- EXERCISE PROMPT:
Give every line of the data again, unchanged, but with no pictures.

- DATA FOR THE TASK:
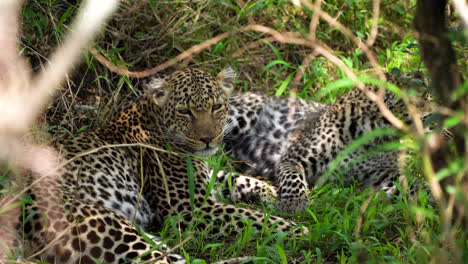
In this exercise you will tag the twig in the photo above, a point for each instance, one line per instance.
(315, 20)
(375, 23)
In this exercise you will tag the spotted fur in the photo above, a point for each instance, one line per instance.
(309, 137)
(102, 194)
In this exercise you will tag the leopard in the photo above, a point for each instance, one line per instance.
(144, 166)
(296, 143)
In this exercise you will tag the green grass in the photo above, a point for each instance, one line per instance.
(346, 225)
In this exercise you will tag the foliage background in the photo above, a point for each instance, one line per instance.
(349, 226)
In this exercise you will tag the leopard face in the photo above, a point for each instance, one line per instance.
(194, 108)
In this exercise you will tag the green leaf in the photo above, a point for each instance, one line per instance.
(284, 85)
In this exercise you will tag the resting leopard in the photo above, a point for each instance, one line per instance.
(293, 142)
(106, 190)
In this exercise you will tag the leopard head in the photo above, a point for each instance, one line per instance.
(194, 108)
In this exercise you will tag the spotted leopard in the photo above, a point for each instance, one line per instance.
(134, 171)
(293, 142)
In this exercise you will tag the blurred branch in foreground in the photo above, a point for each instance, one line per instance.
(23, 96)
(440, 60)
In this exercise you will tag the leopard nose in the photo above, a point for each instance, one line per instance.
(207, 138)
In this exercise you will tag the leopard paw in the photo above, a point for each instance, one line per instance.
(292, 205)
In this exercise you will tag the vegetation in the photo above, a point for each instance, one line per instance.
(347, 225)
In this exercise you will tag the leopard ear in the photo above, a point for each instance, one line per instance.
(157, 89)
(226, 79)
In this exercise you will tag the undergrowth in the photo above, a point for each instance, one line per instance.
(347, 225)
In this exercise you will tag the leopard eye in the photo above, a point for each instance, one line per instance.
(184, 111)
(217, 107)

- FULL ANSWER:
In this exercise you will tag the twig in the photo above, a point for each instance, one line per instance.
(315, 20)
(375, 23)
In this exercise you will tag the spotted fur in the photo above, a point for each instance, one line per instance.
(309, 137)
(102, 194)
In this exercise you will tag the leopard in the photo above, a point for each instance, one line per instance.
(144, 166)
(296, 143)
In this exercise you will tag the green grass in the photo above, a point for each instance, one line per instance.
(346, 225)
In this exercise you will tag the foliage background in the photo above, a point for each instance, one line per instance.
(349, 226)
In this exercise you will tag the leopard face in the photo above, a point for each instance, one line per instance.
(194, 108)
In this exercise you will tag the green leaf in the photo above, a point for each instance, one line per instance.
(284, 85)
In this exercise you will tag the resting leopard in the photo above, a point for each instance, one line per instance.
(293, 142)
(106, 190)
In this exercise you will tag the leopard head in the photo above, a point for each instance, one line per instance.
(194, 108)
In this exercise you will tag the spotted leopard in the photo above, a point for each instance, one line per instance.
(134, 171)
(293, 142)
In this exercise you will tag the blurred branch in foreground in the photo above, a point for each instance, one line per instance.
(23, 96)
(440, 60)
In this exercise you will tag the leopard nose in the photo above, a point for each instance, one line per instance.
(207, 138)
In this exercise you will tag the leopard paw in the photo above, a point for each instance, one line per instance.
(292, 205)
In this exercise you will tag the vegetation in the photo above, a point for each instance, one line per instance.
(347, 225)
In this exercise you will tag the leopard ear in the photo above, a point for each instance, one line per instance.
(157, 89)
(226, 79)
In this exercise you will tag the undergrowth in the photo above, a point for each instance, one line per instance.
(347, 225)
In this exercise you will tag the leopard eye in the photo above, a point for each instance, one line per instance.
(184, 111)
(217, 107)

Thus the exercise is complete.